(THE EXERCISE) Leaving the pictures aside, transcribe every line below exactly.
——
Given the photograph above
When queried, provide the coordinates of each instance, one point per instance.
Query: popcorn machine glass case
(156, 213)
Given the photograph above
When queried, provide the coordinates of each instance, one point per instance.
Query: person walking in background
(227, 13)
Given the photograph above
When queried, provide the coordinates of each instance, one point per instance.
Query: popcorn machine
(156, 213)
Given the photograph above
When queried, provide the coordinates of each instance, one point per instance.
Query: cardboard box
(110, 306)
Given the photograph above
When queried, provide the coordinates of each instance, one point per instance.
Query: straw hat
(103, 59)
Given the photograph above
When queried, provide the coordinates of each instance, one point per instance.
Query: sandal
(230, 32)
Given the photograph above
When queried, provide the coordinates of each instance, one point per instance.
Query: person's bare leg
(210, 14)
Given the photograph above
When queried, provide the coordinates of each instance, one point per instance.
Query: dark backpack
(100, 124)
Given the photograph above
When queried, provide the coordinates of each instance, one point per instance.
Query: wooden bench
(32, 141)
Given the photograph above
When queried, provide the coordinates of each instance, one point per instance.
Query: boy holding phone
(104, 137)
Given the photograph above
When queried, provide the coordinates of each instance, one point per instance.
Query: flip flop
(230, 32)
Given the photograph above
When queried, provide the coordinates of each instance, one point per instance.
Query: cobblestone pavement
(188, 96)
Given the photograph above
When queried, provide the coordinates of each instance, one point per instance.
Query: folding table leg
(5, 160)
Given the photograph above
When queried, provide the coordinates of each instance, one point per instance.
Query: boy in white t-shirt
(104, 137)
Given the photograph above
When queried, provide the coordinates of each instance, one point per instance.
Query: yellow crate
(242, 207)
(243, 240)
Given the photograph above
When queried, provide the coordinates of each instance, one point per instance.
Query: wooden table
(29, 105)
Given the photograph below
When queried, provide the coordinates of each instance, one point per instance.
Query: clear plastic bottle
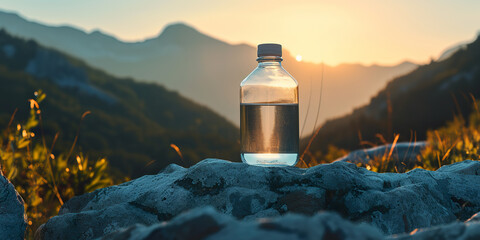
(269, 112)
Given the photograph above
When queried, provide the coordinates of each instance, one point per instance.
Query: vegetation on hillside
(135, 131)
(45, 178)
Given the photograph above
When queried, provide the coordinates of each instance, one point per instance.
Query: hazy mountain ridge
(208, 70)
(424, 99)
(131, 123)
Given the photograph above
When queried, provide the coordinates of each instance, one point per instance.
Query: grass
(45, 180)
(457, 141)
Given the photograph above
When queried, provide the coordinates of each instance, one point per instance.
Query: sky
(369, 32)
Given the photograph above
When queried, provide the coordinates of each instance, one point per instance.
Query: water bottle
(269, 112)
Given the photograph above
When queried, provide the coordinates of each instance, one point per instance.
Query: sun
(299, 58)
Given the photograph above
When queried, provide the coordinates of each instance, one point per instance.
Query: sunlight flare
(299, 58)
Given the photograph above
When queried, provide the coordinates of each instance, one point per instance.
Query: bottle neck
(264, 61)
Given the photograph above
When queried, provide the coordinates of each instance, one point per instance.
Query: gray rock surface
(207, 222)
(394, 203)
(12, 213)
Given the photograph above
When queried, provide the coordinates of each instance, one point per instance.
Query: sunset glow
(373, 31)
(299, 58)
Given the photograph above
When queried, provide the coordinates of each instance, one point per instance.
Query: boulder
(13, 222)
(394, 203)
(208, 222)
(469, 229)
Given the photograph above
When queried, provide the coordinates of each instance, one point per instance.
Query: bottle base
(270, 159)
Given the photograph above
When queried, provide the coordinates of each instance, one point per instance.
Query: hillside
(206, 69)
(131, 123)
(424, 99)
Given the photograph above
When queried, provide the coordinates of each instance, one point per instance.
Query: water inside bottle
(269, 133)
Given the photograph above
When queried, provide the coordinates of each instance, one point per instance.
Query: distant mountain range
(132, 124)
(424, 99)
(207, 70)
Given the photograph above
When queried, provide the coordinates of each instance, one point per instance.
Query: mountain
(133, 124)
(424, 99)
(207, 70)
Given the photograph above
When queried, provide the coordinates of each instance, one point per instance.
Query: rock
(207, 222)
(453, 231)
(13, 222)
(394, 203)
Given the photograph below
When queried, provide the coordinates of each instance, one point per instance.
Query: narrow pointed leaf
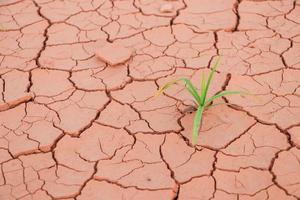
(197, 123)
(192, 89)
(211, 74)
(203, 87)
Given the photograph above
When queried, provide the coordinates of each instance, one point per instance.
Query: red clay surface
(79, 120)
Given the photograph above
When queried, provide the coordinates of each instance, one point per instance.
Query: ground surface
(74, 127)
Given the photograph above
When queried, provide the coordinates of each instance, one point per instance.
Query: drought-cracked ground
(73, 126)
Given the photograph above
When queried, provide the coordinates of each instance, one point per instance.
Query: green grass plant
(203, 102)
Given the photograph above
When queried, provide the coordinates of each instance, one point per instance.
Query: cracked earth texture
(78, 119)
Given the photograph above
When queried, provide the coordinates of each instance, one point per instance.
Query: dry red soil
(78, 116)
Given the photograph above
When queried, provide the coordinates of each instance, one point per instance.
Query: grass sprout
(203, 102)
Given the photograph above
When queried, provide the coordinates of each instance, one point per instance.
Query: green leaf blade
(210, 77)
(197, 123)
(192, 89)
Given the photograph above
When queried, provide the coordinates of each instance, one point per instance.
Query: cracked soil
——
(EXPECTED OUTPUT)
Given the photograph above
When queried, provide the coordinates of each instance, one point per instance.
Query: popcorn machine glass case
(156, 213)
Given the photograph above
When queried, provide the coordinates of each instance, one point per instance.
Query: person walking in background
(227, 13)
Given the photograph above
When queried, provide the coordinates of each instance, one point per instance.
Query: popcorn machine
(156, 213)
Given the photograph above
When queried, provide the coordinates of each instance, one point per instance.
Query: cardboard box
(110, 306)
Given the photograph above
When queried, provide the coordinates of each instance, one point per instance.
Query: straw hat
(103, 59)
Given the photograph above
When queried, provide the coordinates of each instance, one point per instance.
Query: sandal
(230, 32)
Given the photograph above
When queried, provide the coordinates of each instance, one point per instance.
Query: person's bare leg
(210, 14)
Given the photograph above
When queried, provide the coordinates of each instance, one point per instance.
Query: dark backpack
(100, 124)
Given the photograph above
When queried, provide the coordinates of each instance, one point per instance.
Query: wooden bench
(32, 141)
Given the photograph above
When queried, provide the coordinates of each instance, one point per instance.
Query: boy holding phone
(104, 137)
Given the photograph above
When queried, provide the coordinates of each instance, one point per instance.
Query: flip flop
(230, 32)
Given the photograph above
When queried, provide the coordinates of each instance, one point per instance.
Query: cobblestone pavement
(188, 96)
Given the photograph above
When queried, provide the coordinates of each instance, one point per instance.
Query: folding table leg
(5, 160)
Given the photograph above
When queried, provide the coordinates of each instance, one point per instance.
Query: boy in white t-shirt
(104, 137)
Given the photograph above
When queried, provide the coordinates of each instance, one point per instance.
Query: yellow crate
(242, 207)
(243, 240)
Given the photograph above
When queried, provide the coordinates of each instance, one point per instance.
Query: wooden table
(29, 105)
Given the photograph below
When queried, provide the coordinates of each instance, one point per instance.
Query: clear plastic bottle
(269, 112)
Given the photograph above
When queried, provide the coordinates of each instance, one point per instance.
Query: vegetation on hillside
(135, 131)
(45, 178)
Given the photograph above
When queried, provide the coordinates of each instance, one point per instance.
Query: hazy mountain ridge
(208, 70)
(424, 99)
(131, 123)
Given the photograph above
When queried, provide the coordinates of each instance, one point per instance.
Query: grass
(45, 180)
(457, 141)
Given the photograph above
When queried, provide the coordinates of each instance, one point per instance.
Query: sky
(369, 32)
Given the photograph above
When queried, provide the coordinates of each instance, one point per instance.
Query: water bottle
(269, 112)
Given the photograph above
When queried, provide the coordinates of each instance, one point per instance.
Query: sun
(299, 58)
Given the photograph above
When queried, provide the coordinates of each instance, one point per instance.
Query: sunlight flare
(299, 58)
Given the photograph above
When queried, provide the coordinates of each instance, one point per instance.
Query: bottle neck
(264, 61)
Given the photograph above
When queried, provide the coordinates of each instance, one point per instance.
Query: gray rock surface
(207, 222)
(394, 203)
(12, 213)
Given the photograph above
When queried, provide the coordinates of each instance, one point per instance.
Query: sunset glow
(373, 31)
(299, 58)
Given the photograph above
When queried, provide the coordinates of each instance, one point per instance.
Query: boulder
(13, 222)
(394, 203)
(208, 222)
(469, 229)
Given the photograph above
When queried, provide the coordinates of each instance, one point per instance.
Query: bottle base
(270, 159)
Given the photograph above
When queried, provide the coordinates of each instance, one point per instance.
Query: hillside
(206, 69)
(131, 123)
(424, 99)
Given the photograph above
When queried, provide the coordinates of each instance, one point per instance.
Query: water inside bottle
(269, 133)
Given the photograph above
When queried, provide the coordinates of each instance, one point per instance.
Query: distant mountain range
(132, 124)
(424, 99)
(207, 70)
Given the photograph above
When queried, provide the coordinates of each instance, one point per instance.
Query: mountain
(133, 124)
(424, 99)
(207, 70)
Given the photograph above
When queried, provide the coordinates of each instance, one point per instance.
Query: rock
(207, 222)
(453, 231)
(13, 222)
(394, 203)
Given the photograph below
When queried, provide the coordinates of each instance, one point per instance.
Query: narrow pointed leaf
(197, 123)
(192, 89)
(211, 74)
(203, 87)
Given the photograph above
When queried, provide the coordinates of each instance, one point per instance.
Query: red clay surface
(79, 120)
Given the photograph above
When queried, provide the coordinates of each instance, one point per instance.
Query: ground surface
(74, 127)
Given the photograph above
When queried, provide the coordinates of each instance, one point per instance.
Query: drought-cracked ground
(73, 126)
Given the photograph above
When queried, provide the coordinates of each instance, one point per instance.
Query: green grass plant
(203, 102)
Given the photograph above
When queried, provide the coordinates of each instance, one point per instance.
Query: cracked earth texture
(78, 119)
Given the photograph above
When queried, provide the coordinates of each instance, one point per instance.
Query: dry red soil
(78, 116)
Given the photograph above
When queried, provide the coordinates of each instance, one point per instance.
Query: grass sprout
(203, 102)
Given the photograph above
When queried, provide the coordinates of each instance, one point per instance.
Query: green leaf blade
(210, 77)
(197, 123)
(192, 89)
Given the photograph above
When queried, provide the coordinates of each instance, one point per instance.
Query: cracked soil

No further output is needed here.